:: AUFGABEN ::
1. Nenne alle Personen, deren Name im Textauszug über Spilotro mit einem Spitznamen in Anführungszeichen steht.
2. Schreibe den Textauszug über Spilotro im Anschluss an seinen letzten Satz weiter.

:: TEXTAUSZUG ::
Unzählige Male wurde er wegen diverser Delikte verhaftet und er wurde ein Freund von Vincent „the Saint“ Inserro, der ihn in Kontakt mit weiteren Größen der Unterwelt wie Joseph Aiuppa, Jimmy „the Turk“ Torrello, Joseph „Joey the Clown“ Lombardo und William Daddano Sr. brachte.

Spilotro war in das großangelegte Geschäft (illegaler) Wetten (Buchmacherei) involviert und agierte kurzzeitig sogar als Kautionsbürge („Bail bondsman“) von Irwin „Red“ Weiner.

„Mad“ Sam DeStefano und später Felix „Milwaukee Phil“ Alderisio wurden seine Mentoren; offensichtlich bewährte er sich als Schuldeneintreiber.

Gespeicherte Dateneinträge:
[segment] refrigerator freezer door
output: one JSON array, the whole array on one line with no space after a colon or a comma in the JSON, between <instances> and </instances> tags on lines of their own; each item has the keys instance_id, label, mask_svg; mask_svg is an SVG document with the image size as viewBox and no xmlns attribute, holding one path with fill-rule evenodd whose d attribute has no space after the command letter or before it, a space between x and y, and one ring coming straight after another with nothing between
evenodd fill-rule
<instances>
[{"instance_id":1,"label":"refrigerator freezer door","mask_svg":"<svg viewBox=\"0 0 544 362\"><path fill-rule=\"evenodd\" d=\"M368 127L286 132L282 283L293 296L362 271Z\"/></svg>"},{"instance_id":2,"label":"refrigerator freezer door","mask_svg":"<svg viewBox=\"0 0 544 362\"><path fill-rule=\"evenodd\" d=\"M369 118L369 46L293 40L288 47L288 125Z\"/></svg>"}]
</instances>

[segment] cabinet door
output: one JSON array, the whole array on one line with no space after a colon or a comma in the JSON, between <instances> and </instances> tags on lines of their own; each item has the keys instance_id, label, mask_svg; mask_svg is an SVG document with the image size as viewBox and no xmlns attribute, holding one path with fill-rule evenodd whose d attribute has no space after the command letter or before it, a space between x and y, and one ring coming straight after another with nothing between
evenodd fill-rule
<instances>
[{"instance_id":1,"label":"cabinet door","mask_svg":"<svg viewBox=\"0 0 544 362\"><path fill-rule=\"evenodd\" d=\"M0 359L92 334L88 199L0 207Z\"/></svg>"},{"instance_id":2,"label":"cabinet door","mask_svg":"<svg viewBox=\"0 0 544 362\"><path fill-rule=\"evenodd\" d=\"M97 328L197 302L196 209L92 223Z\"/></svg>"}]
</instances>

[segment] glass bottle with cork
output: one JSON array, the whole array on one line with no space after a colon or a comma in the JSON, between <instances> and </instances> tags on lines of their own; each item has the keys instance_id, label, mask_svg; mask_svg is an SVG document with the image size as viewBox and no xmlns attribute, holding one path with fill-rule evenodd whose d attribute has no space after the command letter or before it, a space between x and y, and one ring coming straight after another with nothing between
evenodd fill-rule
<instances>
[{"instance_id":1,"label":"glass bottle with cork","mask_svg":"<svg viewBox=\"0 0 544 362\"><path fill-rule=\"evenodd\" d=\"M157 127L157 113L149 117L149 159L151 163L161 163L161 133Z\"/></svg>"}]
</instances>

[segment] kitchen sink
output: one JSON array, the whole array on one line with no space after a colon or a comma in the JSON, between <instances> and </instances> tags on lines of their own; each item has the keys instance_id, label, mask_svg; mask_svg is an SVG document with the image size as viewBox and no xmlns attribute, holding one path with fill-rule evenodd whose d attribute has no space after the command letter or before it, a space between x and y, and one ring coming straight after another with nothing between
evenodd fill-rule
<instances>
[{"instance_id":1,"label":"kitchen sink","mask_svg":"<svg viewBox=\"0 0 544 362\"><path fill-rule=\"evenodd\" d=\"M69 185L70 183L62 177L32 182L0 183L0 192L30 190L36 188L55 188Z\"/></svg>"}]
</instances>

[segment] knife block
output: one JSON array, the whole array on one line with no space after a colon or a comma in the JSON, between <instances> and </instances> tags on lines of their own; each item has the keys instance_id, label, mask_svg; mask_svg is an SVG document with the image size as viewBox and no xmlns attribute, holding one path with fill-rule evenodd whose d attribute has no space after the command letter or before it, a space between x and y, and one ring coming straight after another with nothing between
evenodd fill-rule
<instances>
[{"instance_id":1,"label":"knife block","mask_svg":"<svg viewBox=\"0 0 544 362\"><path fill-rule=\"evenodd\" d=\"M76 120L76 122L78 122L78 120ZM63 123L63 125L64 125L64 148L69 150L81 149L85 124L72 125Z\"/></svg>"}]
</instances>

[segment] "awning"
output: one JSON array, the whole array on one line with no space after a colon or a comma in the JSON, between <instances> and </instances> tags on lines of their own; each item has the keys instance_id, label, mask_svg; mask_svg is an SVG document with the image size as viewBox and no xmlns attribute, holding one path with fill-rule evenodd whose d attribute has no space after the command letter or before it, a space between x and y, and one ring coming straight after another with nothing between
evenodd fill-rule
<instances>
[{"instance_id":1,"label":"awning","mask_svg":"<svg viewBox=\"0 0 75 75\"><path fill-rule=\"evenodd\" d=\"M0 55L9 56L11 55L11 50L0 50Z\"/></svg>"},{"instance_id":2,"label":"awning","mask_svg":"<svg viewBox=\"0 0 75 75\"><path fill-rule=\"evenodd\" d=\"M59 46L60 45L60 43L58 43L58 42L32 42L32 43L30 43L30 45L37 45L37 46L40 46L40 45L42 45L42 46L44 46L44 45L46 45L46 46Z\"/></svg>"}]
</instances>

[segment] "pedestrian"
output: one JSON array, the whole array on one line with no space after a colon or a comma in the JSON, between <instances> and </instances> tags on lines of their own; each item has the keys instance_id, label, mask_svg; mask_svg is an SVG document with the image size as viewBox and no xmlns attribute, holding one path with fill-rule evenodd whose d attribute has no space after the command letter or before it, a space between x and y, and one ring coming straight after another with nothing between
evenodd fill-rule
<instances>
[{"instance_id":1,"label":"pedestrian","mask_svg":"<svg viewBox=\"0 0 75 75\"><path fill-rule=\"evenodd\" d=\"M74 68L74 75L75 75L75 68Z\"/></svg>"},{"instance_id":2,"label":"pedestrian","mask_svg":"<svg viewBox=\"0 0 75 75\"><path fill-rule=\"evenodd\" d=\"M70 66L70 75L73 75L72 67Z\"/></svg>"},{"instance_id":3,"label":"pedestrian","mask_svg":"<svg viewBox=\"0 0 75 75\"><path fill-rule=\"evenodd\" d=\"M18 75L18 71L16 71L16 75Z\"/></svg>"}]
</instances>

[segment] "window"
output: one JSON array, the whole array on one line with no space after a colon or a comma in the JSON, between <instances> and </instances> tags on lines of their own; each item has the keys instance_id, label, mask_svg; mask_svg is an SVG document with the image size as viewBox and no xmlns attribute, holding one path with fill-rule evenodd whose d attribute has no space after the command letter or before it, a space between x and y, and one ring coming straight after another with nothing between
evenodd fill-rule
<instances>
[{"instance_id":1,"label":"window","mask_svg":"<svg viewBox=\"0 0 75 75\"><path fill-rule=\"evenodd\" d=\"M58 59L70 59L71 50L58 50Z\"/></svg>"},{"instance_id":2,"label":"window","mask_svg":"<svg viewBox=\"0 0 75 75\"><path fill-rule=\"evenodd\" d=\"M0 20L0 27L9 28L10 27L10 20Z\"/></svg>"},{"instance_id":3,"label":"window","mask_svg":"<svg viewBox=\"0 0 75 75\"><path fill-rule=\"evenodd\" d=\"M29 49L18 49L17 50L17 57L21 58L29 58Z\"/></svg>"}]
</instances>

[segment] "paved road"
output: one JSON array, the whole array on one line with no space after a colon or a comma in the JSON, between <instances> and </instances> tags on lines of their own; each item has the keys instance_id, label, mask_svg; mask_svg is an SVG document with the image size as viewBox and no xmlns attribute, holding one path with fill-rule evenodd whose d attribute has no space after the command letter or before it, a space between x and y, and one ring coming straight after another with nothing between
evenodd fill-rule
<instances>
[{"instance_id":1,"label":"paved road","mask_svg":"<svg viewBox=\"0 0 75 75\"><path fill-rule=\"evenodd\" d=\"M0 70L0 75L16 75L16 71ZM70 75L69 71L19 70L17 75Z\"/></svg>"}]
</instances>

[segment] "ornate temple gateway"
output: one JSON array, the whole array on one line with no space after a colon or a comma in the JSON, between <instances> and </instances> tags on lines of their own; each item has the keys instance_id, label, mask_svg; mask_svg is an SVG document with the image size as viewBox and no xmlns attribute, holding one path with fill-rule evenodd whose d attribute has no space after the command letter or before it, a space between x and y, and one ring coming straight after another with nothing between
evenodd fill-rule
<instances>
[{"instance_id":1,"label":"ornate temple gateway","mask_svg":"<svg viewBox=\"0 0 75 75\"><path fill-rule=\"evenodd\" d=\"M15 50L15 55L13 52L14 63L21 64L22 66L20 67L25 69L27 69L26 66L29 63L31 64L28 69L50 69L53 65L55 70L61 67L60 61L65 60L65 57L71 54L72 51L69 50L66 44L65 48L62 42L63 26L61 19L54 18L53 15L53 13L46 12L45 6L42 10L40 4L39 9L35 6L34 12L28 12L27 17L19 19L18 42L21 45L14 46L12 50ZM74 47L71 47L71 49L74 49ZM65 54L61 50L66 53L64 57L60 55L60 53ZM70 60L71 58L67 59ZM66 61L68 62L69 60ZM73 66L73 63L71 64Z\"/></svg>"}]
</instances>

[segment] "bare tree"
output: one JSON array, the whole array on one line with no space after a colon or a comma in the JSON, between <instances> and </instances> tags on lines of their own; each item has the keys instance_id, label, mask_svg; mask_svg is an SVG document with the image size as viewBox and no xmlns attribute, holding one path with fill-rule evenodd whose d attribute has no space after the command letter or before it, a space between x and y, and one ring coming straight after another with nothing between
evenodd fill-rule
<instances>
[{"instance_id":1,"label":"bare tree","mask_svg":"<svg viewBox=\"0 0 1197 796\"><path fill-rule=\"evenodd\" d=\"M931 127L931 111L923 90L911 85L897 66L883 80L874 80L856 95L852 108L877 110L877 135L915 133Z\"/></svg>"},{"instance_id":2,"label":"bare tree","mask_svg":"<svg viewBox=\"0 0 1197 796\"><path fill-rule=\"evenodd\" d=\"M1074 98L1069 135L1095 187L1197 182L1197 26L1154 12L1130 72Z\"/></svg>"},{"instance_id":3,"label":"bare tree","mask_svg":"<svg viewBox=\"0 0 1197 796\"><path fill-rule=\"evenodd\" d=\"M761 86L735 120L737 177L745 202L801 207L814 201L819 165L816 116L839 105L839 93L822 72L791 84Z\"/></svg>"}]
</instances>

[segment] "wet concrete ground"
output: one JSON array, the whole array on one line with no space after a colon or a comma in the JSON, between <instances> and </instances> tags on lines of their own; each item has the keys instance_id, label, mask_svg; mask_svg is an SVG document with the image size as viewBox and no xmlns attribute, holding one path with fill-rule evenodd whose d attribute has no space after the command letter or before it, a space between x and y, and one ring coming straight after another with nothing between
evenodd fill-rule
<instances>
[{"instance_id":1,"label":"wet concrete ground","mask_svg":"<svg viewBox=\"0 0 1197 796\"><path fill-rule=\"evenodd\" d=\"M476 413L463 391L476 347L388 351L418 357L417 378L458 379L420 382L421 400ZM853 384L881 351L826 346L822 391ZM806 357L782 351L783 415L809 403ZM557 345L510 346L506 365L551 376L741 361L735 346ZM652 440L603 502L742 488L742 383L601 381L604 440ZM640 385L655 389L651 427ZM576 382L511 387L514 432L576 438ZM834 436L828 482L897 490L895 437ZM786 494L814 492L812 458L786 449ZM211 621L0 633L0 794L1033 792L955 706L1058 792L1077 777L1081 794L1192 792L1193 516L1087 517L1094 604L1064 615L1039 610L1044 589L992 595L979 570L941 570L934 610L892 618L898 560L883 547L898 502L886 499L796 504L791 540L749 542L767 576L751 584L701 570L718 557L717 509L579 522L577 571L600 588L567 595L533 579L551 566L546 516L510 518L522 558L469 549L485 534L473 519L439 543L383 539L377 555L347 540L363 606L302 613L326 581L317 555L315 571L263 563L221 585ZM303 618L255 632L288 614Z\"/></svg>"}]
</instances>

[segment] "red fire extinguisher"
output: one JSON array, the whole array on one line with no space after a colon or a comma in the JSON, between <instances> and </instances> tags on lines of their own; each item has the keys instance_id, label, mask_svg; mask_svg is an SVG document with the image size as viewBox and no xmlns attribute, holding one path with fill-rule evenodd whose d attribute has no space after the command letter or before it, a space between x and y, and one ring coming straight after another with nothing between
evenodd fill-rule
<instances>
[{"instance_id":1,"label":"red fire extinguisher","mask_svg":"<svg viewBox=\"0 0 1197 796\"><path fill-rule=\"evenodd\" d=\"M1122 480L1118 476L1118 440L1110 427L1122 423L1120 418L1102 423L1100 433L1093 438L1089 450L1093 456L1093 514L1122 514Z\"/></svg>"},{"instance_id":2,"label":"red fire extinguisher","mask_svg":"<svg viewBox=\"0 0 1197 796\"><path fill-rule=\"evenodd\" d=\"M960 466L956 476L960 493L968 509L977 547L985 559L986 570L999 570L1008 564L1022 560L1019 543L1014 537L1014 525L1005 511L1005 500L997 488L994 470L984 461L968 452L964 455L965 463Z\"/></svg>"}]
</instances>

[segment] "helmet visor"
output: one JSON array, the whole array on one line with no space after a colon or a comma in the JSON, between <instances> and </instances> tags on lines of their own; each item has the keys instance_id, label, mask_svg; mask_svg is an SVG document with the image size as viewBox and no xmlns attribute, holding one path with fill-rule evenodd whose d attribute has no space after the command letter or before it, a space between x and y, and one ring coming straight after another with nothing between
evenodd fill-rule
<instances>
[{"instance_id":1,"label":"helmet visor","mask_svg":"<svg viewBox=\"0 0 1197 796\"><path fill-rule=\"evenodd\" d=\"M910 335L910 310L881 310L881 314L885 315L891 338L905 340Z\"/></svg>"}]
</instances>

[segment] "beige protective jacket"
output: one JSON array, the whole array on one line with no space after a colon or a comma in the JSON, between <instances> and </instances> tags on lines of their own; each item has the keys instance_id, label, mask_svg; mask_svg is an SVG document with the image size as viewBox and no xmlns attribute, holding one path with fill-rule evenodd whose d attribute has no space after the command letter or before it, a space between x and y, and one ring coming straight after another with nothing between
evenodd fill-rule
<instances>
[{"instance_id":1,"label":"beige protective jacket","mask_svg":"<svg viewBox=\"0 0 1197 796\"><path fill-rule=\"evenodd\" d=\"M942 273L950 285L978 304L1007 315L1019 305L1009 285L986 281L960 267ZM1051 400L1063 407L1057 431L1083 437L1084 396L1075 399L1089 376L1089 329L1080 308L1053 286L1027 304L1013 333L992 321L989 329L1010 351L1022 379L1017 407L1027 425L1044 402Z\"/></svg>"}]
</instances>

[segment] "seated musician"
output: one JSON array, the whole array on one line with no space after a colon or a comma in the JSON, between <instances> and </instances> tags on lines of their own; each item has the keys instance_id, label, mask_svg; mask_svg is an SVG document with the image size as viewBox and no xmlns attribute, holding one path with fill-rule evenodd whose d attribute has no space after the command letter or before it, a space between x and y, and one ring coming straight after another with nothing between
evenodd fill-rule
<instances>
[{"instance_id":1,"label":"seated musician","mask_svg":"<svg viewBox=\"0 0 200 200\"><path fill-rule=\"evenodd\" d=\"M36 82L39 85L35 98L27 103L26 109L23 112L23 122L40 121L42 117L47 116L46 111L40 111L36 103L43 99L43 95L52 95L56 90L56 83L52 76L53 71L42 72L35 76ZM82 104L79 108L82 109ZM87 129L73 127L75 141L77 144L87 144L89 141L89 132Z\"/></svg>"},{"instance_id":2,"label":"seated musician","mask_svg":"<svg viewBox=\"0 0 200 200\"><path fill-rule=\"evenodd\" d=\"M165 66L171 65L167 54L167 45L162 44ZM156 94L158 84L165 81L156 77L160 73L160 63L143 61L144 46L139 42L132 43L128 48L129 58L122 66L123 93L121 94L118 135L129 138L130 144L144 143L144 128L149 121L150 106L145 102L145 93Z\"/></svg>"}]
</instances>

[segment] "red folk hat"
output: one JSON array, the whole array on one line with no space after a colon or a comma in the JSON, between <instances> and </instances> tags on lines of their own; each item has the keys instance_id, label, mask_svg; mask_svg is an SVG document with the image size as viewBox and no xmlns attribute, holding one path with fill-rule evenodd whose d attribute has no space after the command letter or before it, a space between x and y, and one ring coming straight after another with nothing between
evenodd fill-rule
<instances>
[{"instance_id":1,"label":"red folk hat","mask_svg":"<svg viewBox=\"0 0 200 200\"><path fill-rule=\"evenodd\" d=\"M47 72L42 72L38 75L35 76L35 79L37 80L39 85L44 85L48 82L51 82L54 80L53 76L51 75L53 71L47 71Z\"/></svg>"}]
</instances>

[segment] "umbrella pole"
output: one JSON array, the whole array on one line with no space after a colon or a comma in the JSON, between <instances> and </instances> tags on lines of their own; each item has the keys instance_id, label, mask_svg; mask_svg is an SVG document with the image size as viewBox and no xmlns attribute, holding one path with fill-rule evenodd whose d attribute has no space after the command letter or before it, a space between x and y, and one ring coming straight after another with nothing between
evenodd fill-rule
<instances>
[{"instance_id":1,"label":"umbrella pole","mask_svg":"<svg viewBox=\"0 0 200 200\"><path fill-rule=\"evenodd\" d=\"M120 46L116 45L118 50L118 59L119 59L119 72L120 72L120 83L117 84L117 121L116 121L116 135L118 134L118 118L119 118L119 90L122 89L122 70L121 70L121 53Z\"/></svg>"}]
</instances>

:: ANTWORTEN ::
1.
- Vincent „the Saint“ Inserro
- Jimmy „the Turk“ Torrello
- Joseph „Joey the Clown“ Lombardo
- Irwin „Red“ Weiner
- „Mad“ Sam DeStefano
- Felix „Milwaukee Phil“ Alderisio

2.
So war er 1962 an der Ermordung von Billy McCarthy und Jimmy Miraglia beteiligt. Zusammen mit Charles Nicoletti – und ihrem Anführer Felix Alderisio – hatte er den 24-jährigen Billy McCarthy entführt, weil dieser zusammen mit Jimmy Miraglia zwei Assoziierte des Outfits getötet hatte. Um den zweiten Namen – den von Jimmy Miraglia – zu erfahren, spannten sie McCarthys Kopf in eine Presse und quetschten diesen so stark, dass ein Auge heraussprang.[1]

Insbesondere die Beteiligung an diesen beiden Mordtaten war vermutlich der letzte Beweis seiner Eignung und er wurde 1963 als Vollmitglied der Mafia („Soldato“) in das Chicago Outfit aufgenommen. Schon bald wurde er nach Miami entsendet, um dort Frank Rosenthal vor dem Einfluss anderer Mafia-Familien oder sonstiger Gangster zu schützen. Nach vier Jahren kehrte er 1971 nach Chicago zurück, wo er seine Reputation im Mafiaumfeld weiter ausbaute.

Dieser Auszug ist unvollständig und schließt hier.